What to do:
Give the entries as a numbered list, starting at the line containing "search: longhorn cowfish?" and ending at the last line of the entries, with blank lines left out.
* start *
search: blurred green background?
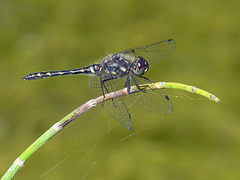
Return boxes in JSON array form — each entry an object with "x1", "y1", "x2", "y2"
[{"x1": 0, "y1": 0, "x2": 240, "y2": 180}]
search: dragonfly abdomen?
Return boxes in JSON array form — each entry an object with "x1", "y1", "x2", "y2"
[{"x1": 22, "y1": 64, "x2": 101, "y2": 80}]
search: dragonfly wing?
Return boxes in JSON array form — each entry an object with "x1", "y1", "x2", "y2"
[
  {"x1": 89, "y1": 76, "x2": 133, "y2": 130},
  {"x1": 121, "y1": 39, "x2": 176, "y2": 63},
  {"x1": 128, "y1": 76, "x2": 173, "y2": 115}
]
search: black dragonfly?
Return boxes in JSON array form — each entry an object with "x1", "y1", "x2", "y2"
[{"x1": 23, "y1": 39, "x2": 176, "y2": 130}]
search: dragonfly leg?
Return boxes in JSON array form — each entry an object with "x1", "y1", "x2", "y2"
[
  {"x1": 132, "y1": 76, "x2": 148, "y2": 93},
  {"x1": 101, "y1": 77, "x2": 117, "y2": 108}
]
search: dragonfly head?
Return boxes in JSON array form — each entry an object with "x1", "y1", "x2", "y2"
[{"x1": 131, "y1": 56, "x2": 149, "y2": 75}]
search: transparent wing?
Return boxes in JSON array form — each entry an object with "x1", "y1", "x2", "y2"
[
  {"x1": 128, "y1": 76, "x2": 173, "y2": 115},
  {"x1": 89, "y1": 76, "x2": 133, "y2": 130},
  {"x1": 121, "y1": 39, "x2": 176, "y2": 63}
]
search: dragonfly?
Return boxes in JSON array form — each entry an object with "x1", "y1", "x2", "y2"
[{"x1": 22, "y1": 39, "x2": 176, "y2": 131}]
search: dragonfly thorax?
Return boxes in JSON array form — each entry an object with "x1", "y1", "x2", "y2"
[
  {"x1": 101, "y1": 53, "x2": 132, "y2": 78},
  {"x1": 131, "y1": 56, "x2": 149, "y2": 76}
]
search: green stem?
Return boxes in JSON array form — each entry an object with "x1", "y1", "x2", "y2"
[{"x1": 1, "y1": 82, "x2": 220, "y2": 180}]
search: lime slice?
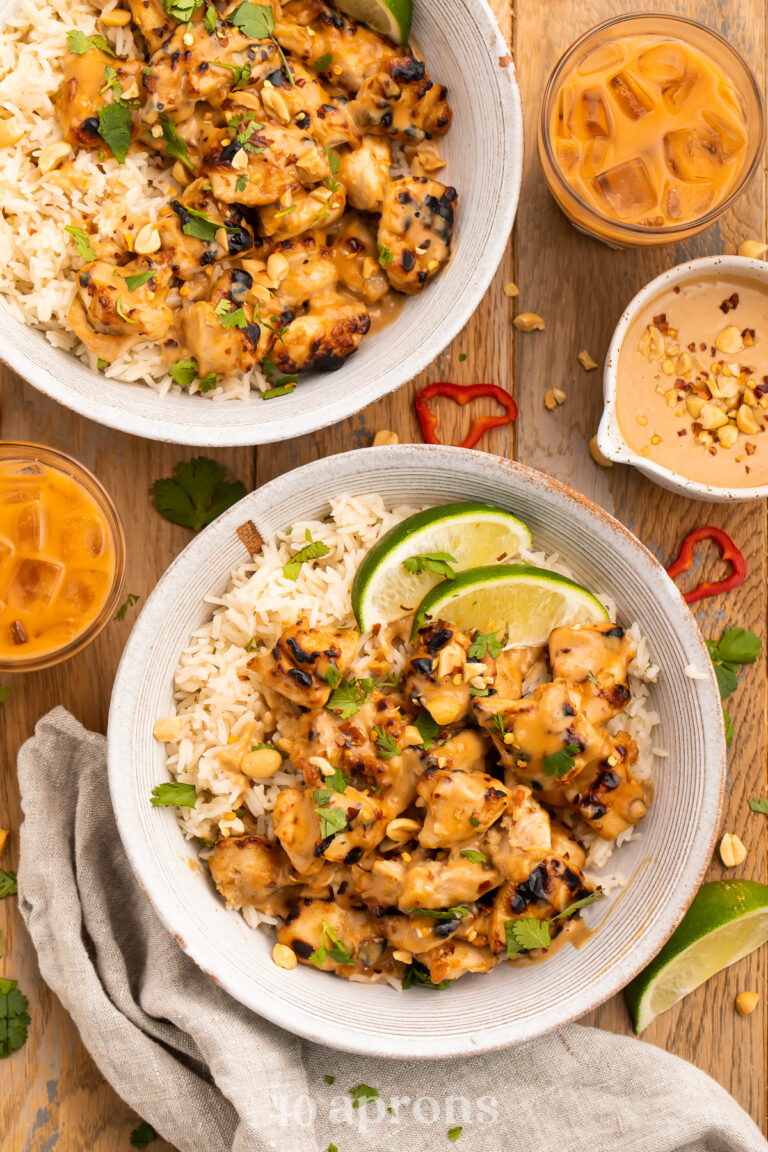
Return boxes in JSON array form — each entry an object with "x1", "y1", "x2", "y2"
[
  {"x1": 624, "y1": 880, "x2": 768, "y2": 1034},
  {"x1": 412, "y1": 564, "x2": 608, "y2": 646},
  {"x1": 352, "y1": 501, "x2": 532, "y2": 632},
  {"x1": 334, "y1": 0, "x2": 413, "y2": 44}
]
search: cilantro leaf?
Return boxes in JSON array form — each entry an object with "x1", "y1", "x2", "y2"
[
  {"x1": 413, "y1": 708, "x2": 440, "y2": 752},
  {"x1": 99, "y1": 100, "x2": 131, "y2": 164},
  {"x1": 0, "y1": 867, "x2": 18, "y2": 900},
  {"x1": 458, "y1": 848, "x2": 488, "y2": 864},
  {"x1": 411, "y1": 904, "x2": 470, "y2": 920},
  {"x1": 403, "y1": 960, "x2": 451, "y2": 992},
  {"x1": 349, "y1": 1084, "x2": 379, "y2": 1108},
  {"x1": 326, "y1": 676, "x2": 373, "y2": 720},
  {"x1": 117, "y1": 268, "x2": 154, "y2": 291},
  {"x1": 64, "y1": 223, "x2": 96, "y2": 260},
  {"x1": 150, "y1": 780, "x2": 197, "y2": 808},
  {"x1": 67, "y1": 28, "x2": 116, "y2": 59},
  {"x1": 373, "y1": 723, "x2": 400, "y2": 760},
  {"x1": 160, "y1": 114, "x2": 195, "y2": 172},
  {"x1": 541, "y1": 744, "x2": 581, "y2": 780},
  {"x1": 168, "y1": 357, "x2": 197, "y2": 388},
  {"x1": 466, "y1": 632, "x2": 504, "y2": 661},
  {"x1": 0, "y1": 977, "x2": 31, "y2": 1060},
  {"x1": 282, "y1": 532, "x2": 330, "y2": 579},
  {"x1": 115, "y1": 592, "x2": 142, "y2": 620},
  {"x1": 129, "y1": 1120, "x2": 158, "y2": 1149},
  {"x1": 403, "y1": 552, "x2": 456, "y2": 579},
  {"x1": 152, "y1": 456, "x2": 245, "y2": 532},
  {"x1": 310, "y1": 920, "x2": 352, "y2": 967}
]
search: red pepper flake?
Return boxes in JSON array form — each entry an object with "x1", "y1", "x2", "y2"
[
  {"x1": 416, "y1": 380, "x2": 517, "y2": 448},
  {"x1": 667, "y1": 524, "x2": 746, "y2": 604}
]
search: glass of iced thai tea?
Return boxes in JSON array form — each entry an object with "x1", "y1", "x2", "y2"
[
  {"x1": 0, "y1": 441, "x2": 126, "y2": 672},
  {"x1": 539, "y1": 13, "x2": 766, "y2": 248}
]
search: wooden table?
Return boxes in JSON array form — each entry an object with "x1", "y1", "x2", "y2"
[{"x1": 0, "y1": 0, "x2": 768, "y2": 1152}]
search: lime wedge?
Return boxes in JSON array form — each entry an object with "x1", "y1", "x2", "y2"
[
  {"x1": 334, "y1": 0, "x2": 413, "y2": 44},
  {"x1": 352, "y1": 501, "x2": 532, "y2": 632},
  {"x1": 624, "y1": 880, "x2": 768, "y2": 1034},
  {"x1": 412, "y1": 564, "x2": 608, "y2": 646}
]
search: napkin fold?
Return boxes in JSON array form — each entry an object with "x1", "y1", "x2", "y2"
[{"x1": 18, "y1": 708, "x2": 768, "y2": 1152}]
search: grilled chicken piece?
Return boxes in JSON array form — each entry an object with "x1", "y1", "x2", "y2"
[
  {"x1": 350, "y1": 56, "x2": 451, "y2": 144},
  {"x1": 565, "y1": 732, "x2": 648, "y2": 840},
  {"x1": 258, "y1": 181, "x2": 347, "y2": 239},
  {"x1": 355, "y1": 852, "x2": 500, "y2": 912},
  {"x1": 142, "y1": 21, "x2": 280, "y2": 124},
  {"x1": 259, "y1": 61, "x2": 360, "y2": 147},
  {"x1": 473, "y1": 680, "x2": 614, "y2": 803},
  {"x1": 417, "y1": 768, "x2": 509, "y2": 848},
  {"x1": 208, "y1": 836, "x2": 292, "y2": 916},
  {"x1": 419, "y1": 940, "x2": 500, "y2": 984},
  {"x1": 274, "y1": 0, "x2": 398, "y2": 92},
  {"x1": 248, "y1": 620, "x2": 360, "y2": 708},
  {"x1": 491, "y1": 855, "x2": 594, "y2": 955},
  {"x1": 277, "y1": 899, "x2": 398, "y2": 976},
  {"x1": 404, "y1": 620, "x2": 472, "y2": 727},
  {"x1": 77, "y1": 257, "x2": 173, "y2": 341},
  {"x1": 273, "y1": 291, "x2": 371, "y2": 374},
  {"x1": 549, "y1": 623, "x2": 637, "y2": 725},
  {"x1": 334, "y1": 215, "x2": 389, "y2": 304},
  {"x1": 337, "y1": 136, "x2": 391, "y2": 212},
  {"x1": 379, "y1": 176, "x2": 458, "y2": 296},
  {"x1": 127, "y1": 0, "x2": 178, "y2": 53},
  {"x1": 55, "y1": 48, "x2": 144, "y2": 149},
  {"x1": 158, "y1": 180, "x2": 253, "y2": 280},
  {"x1": 200, "y1": 112, "x2": 330, "y2": 210}
]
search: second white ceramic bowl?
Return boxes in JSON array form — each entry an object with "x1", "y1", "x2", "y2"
[
  {"x1": 598, "y1": 256, "x2": 768, "y2": 503},
  {"x1": 108, "y1": 445, "x2": 725, "y2": 1060},
  {"x1": 0, "y1": 0, "x2": 523, "y2": 447}
]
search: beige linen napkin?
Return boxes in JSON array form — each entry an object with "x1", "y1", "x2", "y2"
[{"x1": 18, "y1": 708, "x2": 768, "y2": 1152}]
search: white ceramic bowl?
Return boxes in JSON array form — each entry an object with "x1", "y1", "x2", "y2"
[
  {"x1": 598, "y1": 256, "x2": 768, "y2": 503},
  {"x1": 0, "y1": 0, "x2": 523, "y2": 447},
  {"x1": 108, "y1": 445, "x2": 725, "y2": 1059}
]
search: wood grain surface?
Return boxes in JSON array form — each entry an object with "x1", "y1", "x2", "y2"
[{"x1": 0, "y1": 0, "x2": 768, "y2": 1152}]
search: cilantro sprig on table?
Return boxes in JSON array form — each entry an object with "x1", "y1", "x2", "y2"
[
  {"x1": 706, "y1": 628, "x2": 762, "y2": 744},
  {"x1": 152, "y1": 456, "x2": 245, "y2": 532}
]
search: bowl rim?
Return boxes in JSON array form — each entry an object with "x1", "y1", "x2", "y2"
[
  {"x1": 539, "y1": 9, "x2": 766, "y2": 244},
  {"x1": 0, "y1": 0, "x2": 524, "y2": 447},
  {"x1": 107, "y1": 445, "x2": 727, "y2": 1059},
  {"x1": 598, "y1": 255, "x2": 768, "y2": 502}
]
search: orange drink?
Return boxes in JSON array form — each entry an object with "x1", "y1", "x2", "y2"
[
  {"x1": 539, "y1": 15, "x2": 763, "y2": 245},
  {"x1": 0, "y1": 444, "x2": 124, "y2": 672}
]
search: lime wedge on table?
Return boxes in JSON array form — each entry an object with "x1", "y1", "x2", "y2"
[
  {"x1": 624, "y1": 880, "x2": 768, "y2": 1034},
  {"x1": 334, "y1": 0, "x2": 412, "y2": 44},
  {"x1": 352, "y1": 501, "x2": 532, "y2": 632},
  {"x1": 413, "y1": 564, "x2": 608, "y2": 646}
]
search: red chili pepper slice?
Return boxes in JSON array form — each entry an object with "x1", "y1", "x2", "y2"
[
  {"x1": 667, "y1": 524, "x2": 746, "y2": 604},
  {"x1": 416, "y1": 380, "x2": 517, "y2": 448}
]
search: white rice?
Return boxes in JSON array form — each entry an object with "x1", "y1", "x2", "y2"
[{"x1": 158, "y1": 494, "x2": 663, "y2": 927}]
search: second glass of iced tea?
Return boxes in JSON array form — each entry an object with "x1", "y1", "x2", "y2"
[{"x1": 539, "y1": 13, "x2": 765, "y2": 248}]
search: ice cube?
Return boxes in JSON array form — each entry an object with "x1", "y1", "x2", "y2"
[
  {"x1": 7, "y1": 560, "x2": 63, "y2": 612},
  {"x1": 638, "y1": 40, "x2": 689, "y2": 89},
  {"x1": 568, "y1": 88, "x2": 613, "y2": 141},
  {"x1": 594, "y1": 156, "x2": 659, "y2": 220},
  {"x1": 576, "y1": 41, "x2": 626, "y2": 76},
  {"x1": 608, "y1": 69, "x2": 654, "y2": 120},
  {"x1": 60, "y1": 516, "x2": 104, "y2": 563},
  {"x1": 664, "y1": 124, "x2": 725, "y2": 182},
  {"x1": 60, "y1": 568, "x2": 108, "y2": 612},
  {"x1": 661, "y1": 180, "x2": 716, "y2": 220},
  {"x1": 16, "y1": 501, "x2": 43, "y2": 552}
]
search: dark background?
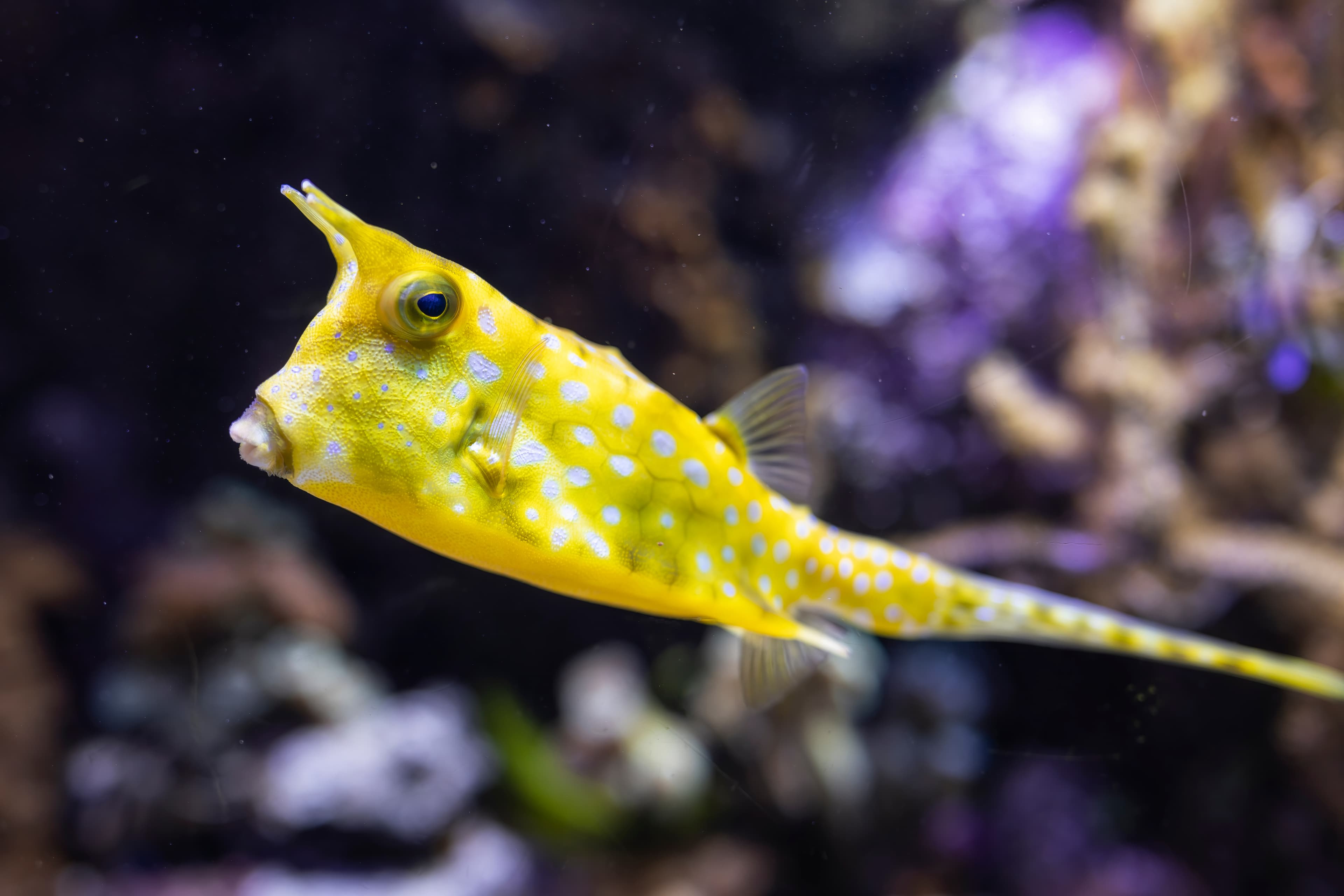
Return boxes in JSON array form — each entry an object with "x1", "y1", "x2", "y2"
[{"x1": 0, "y1": 0, "x2": 1344, "y2": 893}]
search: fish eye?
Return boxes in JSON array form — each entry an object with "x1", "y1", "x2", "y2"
[{"x1": 378, "y1": 271, "x2": 462, "y2": 341}]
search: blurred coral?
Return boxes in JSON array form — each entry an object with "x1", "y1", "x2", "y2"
[{"x1": 0, "y1": 532, "x2": 89, "y2": 896}]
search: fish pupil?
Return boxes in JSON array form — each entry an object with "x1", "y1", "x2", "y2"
[{"x1": 415, "y1": 293, "x2": 448, "y2": 318}]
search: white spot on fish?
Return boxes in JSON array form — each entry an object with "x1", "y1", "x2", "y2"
[
  {"x1": 466, "y1": 352, "x2": 500, "y2": 383},
  {"x1": 681, "y1": 457, "x2": 710, "y2": 489},
  {"x1": 512, "y1": 442, "x2": 546, "y2": 466},
  {"x1": 649, "y1": 430, "x2": 676, "y2": 457},
  {"x1": 560, "y1": 380, "x2": 587, "y2": 402}
]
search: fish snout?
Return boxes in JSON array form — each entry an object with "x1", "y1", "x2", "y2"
[{"x1": 229, "y1": 398, "x2": 294, "y2": 478}]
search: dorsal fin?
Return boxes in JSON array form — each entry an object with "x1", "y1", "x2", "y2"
[
  {"x1": 704, "y1": 364, "x2": 812, "y2": 504},
  {"x1": 466, "y1": 340, "x2": 546, "y2": 497}
]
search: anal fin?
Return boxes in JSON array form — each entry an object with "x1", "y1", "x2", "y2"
[
  {"x1": 466, "y1": 340, "x2": 546, "y2": 497},
  {"x1": 738, "y1": 607, "x2": 849, "y2": 709},
  {"x1": 738, "y1": 632, "x2": 827, "y2": 709}
]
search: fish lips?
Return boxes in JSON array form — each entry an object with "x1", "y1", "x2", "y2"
[{"x1": 229, "y1": 398, "x2": 294, "y2": 480}]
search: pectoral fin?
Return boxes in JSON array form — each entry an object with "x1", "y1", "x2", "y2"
[
  {"x1": 466, "y1": 340, "x2": 546, "y2": 497},
  {"x1": 704, "y1": 364, "x2": 812, "y2": 504}
]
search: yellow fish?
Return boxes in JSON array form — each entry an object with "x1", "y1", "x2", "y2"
[{"x1": 229, "y1": 181, "x2": 1344, "y2": 705}]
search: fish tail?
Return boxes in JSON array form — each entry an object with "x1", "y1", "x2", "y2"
[{"x1": 919, "y1": 572, "x2": 1344, "y2": 700}]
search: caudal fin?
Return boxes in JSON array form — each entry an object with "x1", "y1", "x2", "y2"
[{"x1": 925, "y1": 574, "x2": 1344, "y2": 700}]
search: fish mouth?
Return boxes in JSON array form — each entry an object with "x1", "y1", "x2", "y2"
[{"x1": 229, "y1": 398, "x2": 294, "y2": 480}]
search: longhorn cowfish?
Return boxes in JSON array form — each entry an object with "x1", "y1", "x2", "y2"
[{"x1": 229, "y1": 181, "x2": 1344, "y2": 705}]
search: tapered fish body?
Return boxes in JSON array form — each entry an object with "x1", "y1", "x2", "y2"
[{"x1": 231, "y1": 183, "x2": 1344, "y2": 699}]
* end *
Task answer:
1. search: longhorn cowfish?
2. Return boxes in JSON array form — each entry an object with "x1", "y1", "x2", "y2"
3. [{"x1": 229, "y1": 181, "x2": 1344, "y2": 705}]
4. search: tapered fish body?
5. Return boxes in JSON array form — each entry an object with "x1", "y1", "x2", "y2"
6. [{"x1": 231, "y1": 183, "x2": 1344, "y2": 699}]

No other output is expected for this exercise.